Saved entries:

⁂

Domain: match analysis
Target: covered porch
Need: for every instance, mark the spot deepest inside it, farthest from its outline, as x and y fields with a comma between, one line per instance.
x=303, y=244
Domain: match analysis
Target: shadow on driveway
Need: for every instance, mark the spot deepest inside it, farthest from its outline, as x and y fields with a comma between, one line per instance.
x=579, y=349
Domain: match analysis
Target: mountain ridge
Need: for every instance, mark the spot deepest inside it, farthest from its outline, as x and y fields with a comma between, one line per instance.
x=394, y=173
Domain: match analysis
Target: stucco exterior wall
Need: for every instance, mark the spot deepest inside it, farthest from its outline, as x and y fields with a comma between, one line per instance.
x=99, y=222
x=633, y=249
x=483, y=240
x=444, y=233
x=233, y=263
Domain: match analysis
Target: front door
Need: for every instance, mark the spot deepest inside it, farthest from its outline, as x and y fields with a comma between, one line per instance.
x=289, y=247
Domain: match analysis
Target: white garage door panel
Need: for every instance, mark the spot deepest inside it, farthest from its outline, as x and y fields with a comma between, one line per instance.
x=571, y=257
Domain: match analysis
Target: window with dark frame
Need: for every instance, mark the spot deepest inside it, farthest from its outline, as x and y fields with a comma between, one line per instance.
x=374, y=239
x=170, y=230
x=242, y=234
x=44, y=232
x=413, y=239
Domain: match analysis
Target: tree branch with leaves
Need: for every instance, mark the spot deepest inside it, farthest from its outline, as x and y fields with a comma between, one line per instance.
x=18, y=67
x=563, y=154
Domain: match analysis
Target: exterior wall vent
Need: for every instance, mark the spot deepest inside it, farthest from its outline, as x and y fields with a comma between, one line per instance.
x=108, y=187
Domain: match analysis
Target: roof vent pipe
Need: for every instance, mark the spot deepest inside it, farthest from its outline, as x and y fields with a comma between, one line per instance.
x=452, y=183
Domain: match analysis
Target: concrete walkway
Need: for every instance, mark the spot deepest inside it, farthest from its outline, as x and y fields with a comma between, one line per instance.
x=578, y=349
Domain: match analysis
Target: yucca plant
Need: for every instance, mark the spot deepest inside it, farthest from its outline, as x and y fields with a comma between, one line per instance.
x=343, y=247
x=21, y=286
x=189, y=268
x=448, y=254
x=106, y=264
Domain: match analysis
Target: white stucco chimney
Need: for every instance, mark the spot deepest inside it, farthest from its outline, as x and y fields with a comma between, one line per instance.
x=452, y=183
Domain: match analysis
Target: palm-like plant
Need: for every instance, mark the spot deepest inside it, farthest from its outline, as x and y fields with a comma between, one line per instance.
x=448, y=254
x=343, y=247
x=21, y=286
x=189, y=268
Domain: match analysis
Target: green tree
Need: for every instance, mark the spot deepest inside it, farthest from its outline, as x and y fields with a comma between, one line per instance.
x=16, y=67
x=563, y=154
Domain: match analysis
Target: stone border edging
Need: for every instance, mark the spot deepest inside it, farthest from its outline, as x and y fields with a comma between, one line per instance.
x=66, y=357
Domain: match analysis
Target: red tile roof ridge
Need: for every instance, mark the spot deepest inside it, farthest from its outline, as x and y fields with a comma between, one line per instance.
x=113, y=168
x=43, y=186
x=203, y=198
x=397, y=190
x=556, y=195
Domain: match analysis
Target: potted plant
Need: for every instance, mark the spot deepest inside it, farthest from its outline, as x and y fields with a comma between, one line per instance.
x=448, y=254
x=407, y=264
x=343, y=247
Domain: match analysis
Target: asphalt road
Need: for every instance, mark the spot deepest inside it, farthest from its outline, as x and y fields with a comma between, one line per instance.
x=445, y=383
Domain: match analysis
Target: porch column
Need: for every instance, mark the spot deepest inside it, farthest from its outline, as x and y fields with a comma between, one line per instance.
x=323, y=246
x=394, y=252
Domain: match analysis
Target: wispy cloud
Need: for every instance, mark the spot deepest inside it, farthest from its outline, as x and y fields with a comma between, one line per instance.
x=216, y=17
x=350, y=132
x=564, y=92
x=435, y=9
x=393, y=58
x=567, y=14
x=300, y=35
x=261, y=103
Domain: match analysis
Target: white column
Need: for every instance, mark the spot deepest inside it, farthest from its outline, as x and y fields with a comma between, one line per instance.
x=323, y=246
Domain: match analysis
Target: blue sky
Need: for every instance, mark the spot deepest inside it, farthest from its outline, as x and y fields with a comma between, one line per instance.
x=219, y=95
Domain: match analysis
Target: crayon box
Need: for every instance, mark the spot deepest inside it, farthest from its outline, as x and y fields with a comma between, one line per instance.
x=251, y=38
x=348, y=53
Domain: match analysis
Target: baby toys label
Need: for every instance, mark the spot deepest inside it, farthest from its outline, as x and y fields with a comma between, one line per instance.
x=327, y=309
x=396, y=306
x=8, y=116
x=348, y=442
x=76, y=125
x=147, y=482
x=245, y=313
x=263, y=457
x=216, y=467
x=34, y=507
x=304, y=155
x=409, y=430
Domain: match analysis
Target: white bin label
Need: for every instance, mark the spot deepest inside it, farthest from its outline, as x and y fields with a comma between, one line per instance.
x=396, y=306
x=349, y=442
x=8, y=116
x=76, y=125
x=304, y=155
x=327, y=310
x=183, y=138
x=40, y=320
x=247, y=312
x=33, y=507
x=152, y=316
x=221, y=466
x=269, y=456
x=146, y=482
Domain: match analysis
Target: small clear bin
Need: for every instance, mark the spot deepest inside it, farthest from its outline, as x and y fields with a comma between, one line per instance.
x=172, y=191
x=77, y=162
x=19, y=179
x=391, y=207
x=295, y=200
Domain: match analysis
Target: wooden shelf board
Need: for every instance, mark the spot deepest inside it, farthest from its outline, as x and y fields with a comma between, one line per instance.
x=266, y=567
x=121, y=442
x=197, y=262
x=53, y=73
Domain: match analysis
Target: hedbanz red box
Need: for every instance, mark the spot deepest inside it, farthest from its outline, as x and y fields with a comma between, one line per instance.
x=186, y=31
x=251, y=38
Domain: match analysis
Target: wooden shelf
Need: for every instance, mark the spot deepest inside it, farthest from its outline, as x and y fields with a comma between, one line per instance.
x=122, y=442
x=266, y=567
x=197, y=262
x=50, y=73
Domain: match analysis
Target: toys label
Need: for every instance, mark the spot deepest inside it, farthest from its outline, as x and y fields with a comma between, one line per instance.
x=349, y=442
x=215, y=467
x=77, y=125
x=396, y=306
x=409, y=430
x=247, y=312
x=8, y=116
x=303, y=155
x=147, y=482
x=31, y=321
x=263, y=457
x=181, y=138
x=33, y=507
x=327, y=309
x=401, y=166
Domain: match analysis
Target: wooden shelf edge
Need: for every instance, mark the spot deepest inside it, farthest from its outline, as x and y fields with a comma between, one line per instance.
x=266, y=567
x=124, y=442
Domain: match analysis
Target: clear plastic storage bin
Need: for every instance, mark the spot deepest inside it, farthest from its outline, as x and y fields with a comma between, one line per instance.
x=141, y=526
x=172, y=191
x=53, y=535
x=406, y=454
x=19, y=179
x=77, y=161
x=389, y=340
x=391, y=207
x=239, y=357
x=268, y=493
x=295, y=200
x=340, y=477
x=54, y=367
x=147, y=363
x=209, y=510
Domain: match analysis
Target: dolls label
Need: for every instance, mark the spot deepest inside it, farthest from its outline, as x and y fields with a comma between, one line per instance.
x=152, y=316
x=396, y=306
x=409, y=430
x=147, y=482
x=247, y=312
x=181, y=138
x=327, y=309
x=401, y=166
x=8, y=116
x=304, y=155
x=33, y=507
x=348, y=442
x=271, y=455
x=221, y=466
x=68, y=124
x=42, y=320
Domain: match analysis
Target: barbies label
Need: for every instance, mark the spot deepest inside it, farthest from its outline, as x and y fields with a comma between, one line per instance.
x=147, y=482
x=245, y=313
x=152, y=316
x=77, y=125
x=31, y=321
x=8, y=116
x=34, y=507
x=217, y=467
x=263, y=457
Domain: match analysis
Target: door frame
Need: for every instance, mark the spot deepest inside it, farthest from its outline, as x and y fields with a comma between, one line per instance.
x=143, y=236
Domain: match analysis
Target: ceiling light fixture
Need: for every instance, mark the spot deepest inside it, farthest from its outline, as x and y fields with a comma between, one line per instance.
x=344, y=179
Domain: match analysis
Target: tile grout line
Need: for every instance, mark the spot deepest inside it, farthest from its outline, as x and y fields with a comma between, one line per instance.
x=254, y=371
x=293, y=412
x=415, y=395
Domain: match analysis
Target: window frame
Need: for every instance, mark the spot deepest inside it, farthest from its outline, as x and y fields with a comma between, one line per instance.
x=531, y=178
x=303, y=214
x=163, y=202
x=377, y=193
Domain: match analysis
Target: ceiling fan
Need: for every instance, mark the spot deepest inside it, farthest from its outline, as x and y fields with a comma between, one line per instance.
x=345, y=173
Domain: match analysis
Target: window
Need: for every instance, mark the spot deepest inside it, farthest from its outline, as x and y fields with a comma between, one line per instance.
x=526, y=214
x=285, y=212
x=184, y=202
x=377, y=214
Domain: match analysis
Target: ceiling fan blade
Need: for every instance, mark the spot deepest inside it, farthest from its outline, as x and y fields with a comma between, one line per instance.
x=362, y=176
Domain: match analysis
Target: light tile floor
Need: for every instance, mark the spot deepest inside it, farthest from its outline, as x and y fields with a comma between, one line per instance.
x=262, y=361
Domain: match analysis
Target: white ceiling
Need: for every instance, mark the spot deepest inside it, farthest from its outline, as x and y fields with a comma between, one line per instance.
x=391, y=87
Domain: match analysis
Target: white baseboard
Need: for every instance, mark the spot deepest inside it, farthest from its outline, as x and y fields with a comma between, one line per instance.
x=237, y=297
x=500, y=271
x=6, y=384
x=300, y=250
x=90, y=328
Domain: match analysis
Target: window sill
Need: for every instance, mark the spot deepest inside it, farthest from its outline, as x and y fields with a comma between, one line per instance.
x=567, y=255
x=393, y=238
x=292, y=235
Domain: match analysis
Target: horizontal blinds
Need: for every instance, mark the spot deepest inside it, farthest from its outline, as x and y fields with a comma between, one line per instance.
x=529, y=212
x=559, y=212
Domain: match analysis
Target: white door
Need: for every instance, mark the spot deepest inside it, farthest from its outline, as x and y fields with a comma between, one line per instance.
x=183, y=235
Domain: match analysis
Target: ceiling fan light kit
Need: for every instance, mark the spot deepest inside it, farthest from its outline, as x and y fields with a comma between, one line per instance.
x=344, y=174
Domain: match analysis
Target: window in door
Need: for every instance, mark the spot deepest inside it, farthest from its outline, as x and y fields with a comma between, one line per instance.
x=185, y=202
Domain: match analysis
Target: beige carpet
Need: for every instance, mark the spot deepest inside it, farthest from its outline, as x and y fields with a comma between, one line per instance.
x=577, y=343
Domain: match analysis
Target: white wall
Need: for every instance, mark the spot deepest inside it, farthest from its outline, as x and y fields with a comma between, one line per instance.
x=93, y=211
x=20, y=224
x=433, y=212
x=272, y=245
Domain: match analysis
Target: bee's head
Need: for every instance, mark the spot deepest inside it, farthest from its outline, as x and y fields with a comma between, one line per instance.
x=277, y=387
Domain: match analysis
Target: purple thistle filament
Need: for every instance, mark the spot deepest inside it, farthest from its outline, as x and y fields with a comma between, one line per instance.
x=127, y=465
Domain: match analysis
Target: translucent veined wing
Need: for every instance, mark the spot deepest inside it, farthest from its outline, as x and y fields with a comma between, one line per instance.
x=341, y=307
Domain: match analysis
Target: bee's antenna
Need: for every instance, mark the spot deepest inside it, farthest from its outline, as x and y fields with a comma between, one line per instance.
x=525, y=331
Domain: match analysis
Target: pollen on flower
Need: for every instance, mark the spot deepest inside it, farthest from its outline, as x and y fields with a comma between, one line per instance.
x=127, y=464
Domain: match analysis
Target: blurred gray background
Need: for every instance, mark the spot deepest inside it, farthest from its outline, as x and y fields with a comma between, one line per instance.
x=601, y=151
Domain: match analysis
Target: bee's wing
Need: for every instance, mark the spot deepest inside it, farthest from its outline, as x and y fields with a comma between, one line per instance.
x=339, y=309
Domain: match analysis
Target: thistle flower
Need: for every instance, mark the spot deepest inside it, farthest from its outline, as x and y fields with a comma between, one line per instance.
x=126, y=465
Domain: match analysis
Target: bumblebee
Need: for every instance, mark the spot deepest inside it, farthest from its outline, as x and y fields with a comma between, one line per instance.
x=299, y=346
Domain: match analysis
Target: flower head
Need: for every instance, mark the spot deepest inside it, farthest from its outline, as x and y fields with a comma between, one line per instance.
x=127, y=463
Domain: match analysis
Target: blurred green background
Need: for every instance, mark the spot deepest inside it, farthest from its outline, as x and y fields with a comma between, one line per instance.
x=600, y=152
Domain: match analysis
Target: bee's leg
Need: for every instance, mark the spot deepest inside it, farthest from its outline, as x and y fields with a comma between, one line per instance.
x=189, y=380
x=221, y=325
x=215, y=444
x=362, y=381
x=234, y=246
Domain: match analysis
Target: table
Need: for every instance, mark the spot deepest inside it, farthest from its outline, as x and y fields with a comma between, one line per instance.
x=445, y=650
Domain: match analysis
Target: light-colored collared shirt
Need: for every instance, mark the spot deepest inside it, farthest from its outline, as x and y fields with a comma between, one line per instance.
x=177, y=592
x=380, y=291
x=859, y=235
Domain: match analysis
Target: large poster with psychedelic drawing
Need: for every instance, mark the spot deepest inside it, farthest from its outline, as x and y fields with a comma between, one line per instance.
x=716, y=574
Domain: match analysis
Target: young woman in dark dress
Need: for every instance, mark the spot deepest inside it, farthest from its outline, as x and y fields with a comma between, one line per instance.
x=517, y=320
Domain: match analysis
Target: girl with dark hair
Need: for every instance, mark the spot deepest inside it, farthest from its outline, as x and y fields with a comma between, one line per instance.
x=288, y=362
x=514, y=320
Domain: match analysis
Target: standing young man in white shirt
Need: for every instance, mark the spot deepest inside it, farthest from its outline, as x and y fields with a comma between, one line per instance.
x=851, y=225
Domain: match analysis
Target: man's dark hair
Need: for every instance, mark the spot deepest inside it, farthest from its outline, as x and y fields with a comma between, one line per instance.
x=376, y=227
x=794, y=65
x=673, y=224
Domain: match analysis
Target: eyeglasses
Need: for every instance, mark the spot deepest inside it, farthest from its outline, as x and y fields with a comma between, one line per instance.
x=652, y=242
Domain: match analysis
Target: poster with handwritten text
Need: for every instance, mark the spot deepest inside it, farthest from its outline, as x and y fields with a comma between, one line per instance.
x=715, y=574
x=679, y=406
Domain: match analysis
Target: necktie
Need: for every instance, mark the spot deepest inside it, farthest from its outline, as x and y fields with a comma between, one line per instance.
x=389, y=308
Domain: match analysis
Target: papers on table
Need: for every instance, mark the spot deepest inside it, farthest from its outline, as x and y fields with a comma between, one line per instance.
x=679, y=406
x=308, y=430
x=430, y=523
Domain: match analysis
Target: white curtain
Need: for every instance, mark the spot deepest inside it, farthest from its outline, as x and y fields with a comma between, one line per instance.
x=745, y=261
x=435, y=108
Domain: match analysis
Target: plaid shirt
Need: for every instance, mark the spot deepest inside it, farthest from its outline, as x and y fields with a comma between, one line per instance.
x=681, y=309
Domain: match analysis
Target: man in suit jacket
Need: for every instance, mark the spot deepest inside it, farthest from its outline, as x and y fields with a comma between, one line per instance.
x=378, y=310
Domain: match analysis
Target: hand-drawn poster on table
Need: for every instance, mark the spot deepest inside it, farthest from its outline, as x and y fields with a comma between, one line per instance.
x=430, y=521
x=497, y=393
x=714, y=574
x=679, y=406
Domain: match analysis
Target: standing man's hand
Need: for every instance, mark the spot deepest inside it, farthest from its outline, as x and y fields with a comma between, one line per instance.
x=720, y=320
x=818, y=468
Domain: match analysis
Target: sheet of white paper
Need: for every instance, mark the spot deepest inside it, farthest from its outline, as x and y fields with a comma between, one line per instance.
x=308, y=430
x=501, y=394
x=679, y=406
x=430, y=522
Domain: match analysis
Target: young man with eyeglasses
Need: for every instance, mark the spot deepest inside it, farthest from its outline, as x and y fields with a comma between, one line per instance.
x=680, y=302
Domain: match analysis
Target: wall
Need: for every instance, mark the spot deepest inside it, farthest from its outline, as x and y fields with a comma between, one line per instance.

⁂

-- EXERCISE --
Only the number is wanted: how many lines in the entries above contain the string "flower"?

-- YOUR SOLUTION --
3